TASK BRIEF:
Could you set down the records below exactly as they are, with no pictures?

DATASET EXTRACT:
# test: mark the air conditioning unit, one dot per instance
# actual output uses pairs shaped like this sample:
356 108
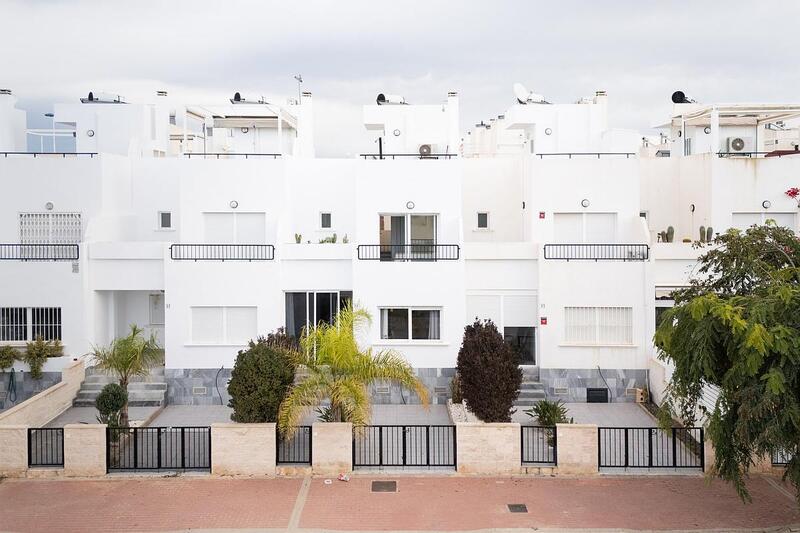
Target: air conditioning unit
740 144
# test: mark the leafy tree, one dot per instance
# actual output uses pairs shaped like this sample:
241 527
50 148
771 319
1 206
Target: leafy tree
37 352
127 357
261 379
737 326
109 404
488 369
339 372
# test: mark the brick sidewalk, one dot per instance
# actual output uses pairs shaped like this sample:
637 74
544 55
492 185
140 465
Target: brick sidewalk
422 503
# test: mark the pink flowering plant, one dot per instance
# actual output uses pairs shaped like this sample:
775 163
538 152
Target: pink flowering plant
794 194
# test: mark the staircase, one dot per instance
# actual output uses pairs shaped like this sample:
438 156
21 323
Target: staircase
148 391
531 390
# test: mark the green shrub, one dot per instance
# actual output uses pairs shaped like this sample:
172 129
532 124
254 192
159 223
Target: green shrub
109 404
260 379
549 413
455 389
8 354
489 373
37 352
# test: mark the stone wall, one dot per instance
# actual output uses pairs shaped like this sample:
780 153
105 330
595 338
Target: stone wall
48 404
13 451
26 386
243 449
488 449
576 449
576 381
331 448
85 450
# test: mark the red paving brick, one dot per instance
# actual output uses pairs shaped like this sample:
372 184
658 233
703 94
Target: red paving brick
145 504
422 503
454 503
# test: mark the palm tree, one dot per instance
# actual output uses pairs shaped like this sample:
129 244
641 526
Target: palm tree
126 357
340 372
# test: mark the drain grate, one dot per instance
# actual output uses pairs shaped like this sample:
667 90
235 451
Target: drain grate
384 486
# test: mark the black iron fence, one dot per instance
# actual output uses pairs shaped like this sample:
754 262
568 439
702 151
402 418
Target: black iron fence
539 445
158 448
650 448
409 252
45 447
222 252
39 252
412 446
294 447
597 252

EXPECTED OUTPUT:
# test: mark the air conditioning unit, one dot per instance
# actual output uses pairs shaped like this sample:
356 108
Target: air conditioning unit
740 144
# test: mark the leafy tree, one dot per instance
# actual output uses pairs shaped like this sample:
241 527
50 148
771 319
1 206
Target: leafy tree
37 352
127 357
261 379
737 326
109 404
488 369
339 372
# test: mark the brick sidewalk, one dot per instance
# actual output uses pairs shaped like this sample:
637 74
544 55
492 185
140 465
Target: brick sidewalk
422 503
# test: mark the pink flowering plant, one dot per instance
# actual output uses pairs shaped like this sample:
775 163
538 152
Target: pink flowering plant
794 194
# test: mark the staircase, one dot per instance
# actual output uses pairs shaped like this sample:
438 156
21 323
Target: staircase
148 391
531 390
# test: mark the green shrub, one dot per instance
# actual output uses pairs shaped like this sample:
172 129
532 124
254 192
159 223
Target: green shrub
109 404
260 379
549 413
455 389
8 354
489 373
37 352
# test: mark the stone wall, one dot per instance
# actual output uses pairs shaped like this sample:
780 153
105 330
595 338
Target: stone wall
48 404
13 451
26 386
243 449
488 449
576 449
576 381
331 448
85 450
# test: mark the red paving brick, one dot per instance
# actual output uses pairs shaped like this sample:
372 184
658 233
703 94
Target: red paving brick
145 504
422 503
454 503
# test: mark the palm tree, one dot per instance
# actual output uses pairs shaped like this sample:
129 244
641 526
Target: palm tree
126 357
340 372
# test: mark the drain grate, one dot per instance
# actual output uses pairs shaped like this sample:
667 90
235 451
Target: drain grate
384 486
# test: mark the black iron fence, one dot per instance
# actual output uses pairs shaped like this sample:
754 262
568 439
702 151
402 418
Target: black iron fence
539 445
158 448
650 448
409 252
45 447
222 252
39 252
412 446
294 447
597 252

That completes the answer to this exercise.